ACTION ITEM:
Once you find the line that contains "Instruction: pink lily", write out that line and every line after it to the end of the records, exactly and with nothing else.

=== RECORDS SHOWN ===

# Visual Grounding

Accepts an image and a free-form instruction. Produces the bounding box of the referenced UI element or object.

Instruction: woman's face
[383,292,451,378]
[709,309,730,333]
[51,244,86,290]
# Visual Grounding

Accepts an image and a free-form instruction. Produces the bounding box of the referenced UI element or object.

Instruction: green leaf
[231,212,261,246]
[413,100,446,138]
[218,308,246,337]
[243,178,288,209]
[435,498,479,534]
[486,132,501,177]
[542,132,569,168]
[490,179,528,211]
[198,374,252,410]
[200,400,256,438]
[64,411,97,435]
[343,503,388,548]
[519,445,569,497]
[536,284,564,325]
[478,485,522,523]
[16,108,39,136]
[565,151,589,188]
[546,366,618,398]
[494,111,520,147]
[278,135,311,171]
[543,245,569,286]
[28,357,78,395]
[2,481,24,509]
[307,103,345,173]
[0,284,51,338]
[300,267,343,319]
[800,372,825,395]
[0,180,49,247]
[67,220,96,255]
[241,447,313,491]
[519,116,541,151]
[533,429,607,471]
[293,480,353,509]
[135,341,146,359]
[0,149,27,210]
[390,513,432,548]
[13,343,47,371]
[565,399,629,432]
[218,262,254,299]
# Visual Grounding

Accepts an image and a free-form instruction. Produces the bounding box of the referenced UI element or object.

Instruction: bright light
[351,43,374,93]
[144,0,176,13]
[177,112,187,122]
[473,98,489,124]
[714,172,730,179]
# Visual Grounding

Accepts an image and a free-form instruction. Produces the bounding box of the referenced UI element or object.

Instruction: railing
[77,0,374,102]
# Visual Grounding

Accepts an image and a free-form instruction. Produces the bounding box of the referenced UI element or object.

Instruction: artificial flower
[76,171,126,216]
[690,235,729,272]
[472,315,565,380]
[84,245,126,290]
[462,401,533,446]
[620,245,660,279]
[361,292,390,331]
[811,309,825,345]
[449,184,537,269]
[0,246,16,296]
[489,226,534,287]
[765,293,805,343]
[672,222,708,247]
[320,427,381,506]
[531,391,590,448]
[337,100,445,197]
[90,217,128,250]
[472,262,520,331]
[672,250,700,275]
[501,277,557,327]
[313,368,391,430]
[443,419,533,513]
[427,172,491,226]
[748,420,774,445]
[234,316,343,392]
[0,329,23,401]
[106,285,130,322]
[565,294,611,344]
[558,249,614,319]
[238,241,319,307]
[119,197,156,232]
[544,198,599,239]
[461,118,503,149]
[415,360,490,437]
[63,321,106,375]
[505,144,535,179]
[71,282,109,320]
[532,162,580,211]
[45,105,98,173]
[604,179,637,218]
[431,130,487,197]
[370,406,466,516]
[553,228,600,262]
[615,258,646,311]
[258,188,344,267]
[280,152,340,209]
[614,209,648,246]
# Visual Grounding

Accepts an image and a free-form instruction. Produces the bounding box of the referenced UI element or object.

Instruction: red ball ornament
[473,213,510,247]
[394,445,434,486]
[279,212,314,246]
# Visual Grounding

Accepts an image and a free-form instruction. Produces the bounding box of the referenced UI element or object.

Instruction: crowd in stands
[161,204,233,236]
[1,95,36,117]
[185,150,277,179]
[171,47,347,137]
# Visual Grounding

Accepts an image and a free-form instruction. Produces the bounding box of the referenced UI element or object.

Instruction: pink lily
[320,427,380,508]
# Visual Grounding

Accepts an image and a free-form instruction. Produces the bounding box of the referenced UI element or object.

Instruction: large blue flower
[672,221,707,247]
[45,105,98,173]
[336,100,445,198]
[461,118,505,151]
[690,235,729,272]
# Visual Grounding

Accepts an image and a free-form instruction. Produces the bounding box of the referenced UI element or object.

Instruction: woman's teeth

===

ANSWER AREA:
Instruction: pink lily
[320,427,380,508]
# Visual Grounding

Accepts an image and a free-form instruction. Produces the bounding box of the referenced UI element or object.

Instruction: large blue flower
[672,221,707,247]
[45,105,98,173]
[336,100,445,198]
[461,118,505,151]
[690,235,729,272]
# Visual Grounding

Accepts an image and a free-form instruction. Produces the bounding box of the referenced UI element or object.

Instruction: woman's teeth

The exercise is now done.